── Listagem de dados

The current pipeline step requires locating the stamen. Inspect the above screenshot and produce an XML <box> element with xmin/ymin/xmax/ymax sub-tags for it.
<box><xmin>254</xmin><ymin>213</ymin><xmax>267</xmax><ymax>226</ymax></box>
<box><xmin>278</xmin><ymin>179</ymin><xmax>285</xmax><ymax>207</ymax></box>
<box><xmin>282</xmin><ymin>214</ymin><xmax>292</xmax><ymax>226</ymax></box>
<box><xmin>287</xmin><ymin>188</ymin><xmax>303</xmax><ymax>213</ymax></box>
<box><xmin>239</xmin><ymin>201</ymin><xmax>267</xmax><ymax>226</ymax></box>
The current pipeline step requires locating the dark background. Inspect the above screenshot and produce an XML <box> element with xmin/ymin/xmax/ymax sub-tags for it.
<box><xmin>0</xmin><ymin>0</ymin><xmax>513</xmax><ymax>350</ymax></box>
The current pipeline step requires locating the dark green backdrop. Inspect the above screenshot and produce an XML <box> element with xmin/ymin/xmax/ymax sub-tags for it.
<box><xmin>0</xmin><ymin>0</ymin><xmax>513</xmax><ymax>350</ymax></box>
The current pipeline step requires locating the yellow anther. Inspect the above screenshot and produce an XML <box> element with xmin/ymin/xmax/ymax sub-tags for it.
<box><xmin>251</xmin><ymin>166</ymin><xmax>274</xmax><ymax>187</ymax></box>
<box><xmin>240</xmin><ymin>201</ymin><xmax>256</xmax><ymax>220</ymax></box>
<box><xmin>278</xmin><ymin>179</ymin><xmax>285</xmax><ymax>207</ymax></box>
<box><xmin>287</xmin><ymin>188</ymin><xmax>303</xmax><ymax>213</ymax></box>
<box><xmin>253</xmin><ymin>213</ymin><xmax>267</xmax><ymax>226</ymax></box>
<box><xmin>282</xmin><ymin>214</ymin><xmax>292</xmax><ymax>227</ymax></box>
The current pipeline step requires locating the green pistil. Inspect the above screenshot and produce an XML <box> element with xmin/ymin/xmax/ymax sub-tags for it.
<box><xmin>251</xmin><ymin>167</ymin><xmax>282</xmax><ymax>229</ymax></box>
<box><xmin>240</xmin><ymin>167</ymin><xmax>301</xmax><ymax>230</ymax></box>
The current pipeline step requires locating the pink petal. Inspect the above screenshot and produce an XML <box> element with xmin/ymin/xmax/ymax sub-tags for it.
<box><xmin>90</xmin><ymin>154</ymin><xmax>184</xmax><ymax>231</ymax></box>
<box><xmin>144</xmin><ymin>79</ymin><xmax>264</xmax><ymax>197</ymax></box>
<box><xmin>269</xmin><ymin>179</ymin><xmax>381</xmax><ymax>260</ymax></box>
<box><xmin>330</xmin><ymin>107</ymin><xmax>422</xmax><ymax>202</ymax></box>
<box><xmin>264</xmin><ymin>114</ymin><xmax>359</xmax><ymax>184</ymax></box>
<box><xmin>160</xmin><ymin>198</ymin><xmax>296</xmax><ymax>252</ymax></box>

────

Problema proposto »
Reescreva por inteiro as linhas que vão da linha com "The current pipeline step requires locating the yellow" até o fim das linhas, ambas as pontas incluídas. Desloque cada coordenada das caixas somando 34 a ela.

Resultado final »
The current pipeline step requires locating the yellow anther. Inspect the above screenshot and produce an XML <box> element with xmin/ymin/xmax/ymax sub-tags for it.
<box><xmin>285</xmin><ymin>200</ymin><xmax>308</xmax><ymax>221</ymax></box>
<box><xmin>274</xmin><ymin>235</ymin><xmax>290</xmax><ymax>254</ymax></box>
<box><xmin>312</xmin><ymin>213</ymin><xmax>319</xmax><ymax>241</ymax></box>
<box><xmin>321</xmin><ymin>222</ymin><xmax>337</xmax><ymax>247</ymax></box>
<box><xmin>287</xmin><ymin>247</ymin><xmax>301</xmax><ymax>260</ymax></box>
<box><xmin>316</xmin><ymin>248</ymin><xmax>326</xmax><ymax>261</ymax></box>
The current pipeline step requires locating the green pistil. Inspect the above screenshot and produce an XML <box> element with xmin/ymin/xmax/ymax sub-tags for it.
<box><xmin>285</xmin><ymin>201</ymin><xmax>316</xmax><ymax>263</ymax></box>
<box><xmin>274</xmin><ymin>201</ymin><xmax>335</xmax><ymax>264</ymax></box>
The current pipeline step requires locating the pink petal. Inspect the above screenshot and produce an XML <box> element with xmin/ymin/xmax/ymax sub-tags for it.
<box><xmin>124</xmin><ymin>188</ymin><xmax>218</xmax><ymax>265</ymax></box>
<box><xmin>178</xmin><ymin>113</ymin><xmax>298</xmax><ymax>231</ymax></box>
<box><xmin>303</xmin><ymin>213</ymin><xmax>415</xmax><ymax>294</ymax></box>
<box><xmin>364</xmin><ymin>141</ymin><xmax>456</xmax><ymax>236</ymax></box>
<box><xmin>298</xmin><ymin>148</ymin><xmax>393</xmax><ymax>218</ymax></box>
<box><xmin>194</xmin><ymin>232</ymin><xmax>330</xmax><ymax>286</ymax></box>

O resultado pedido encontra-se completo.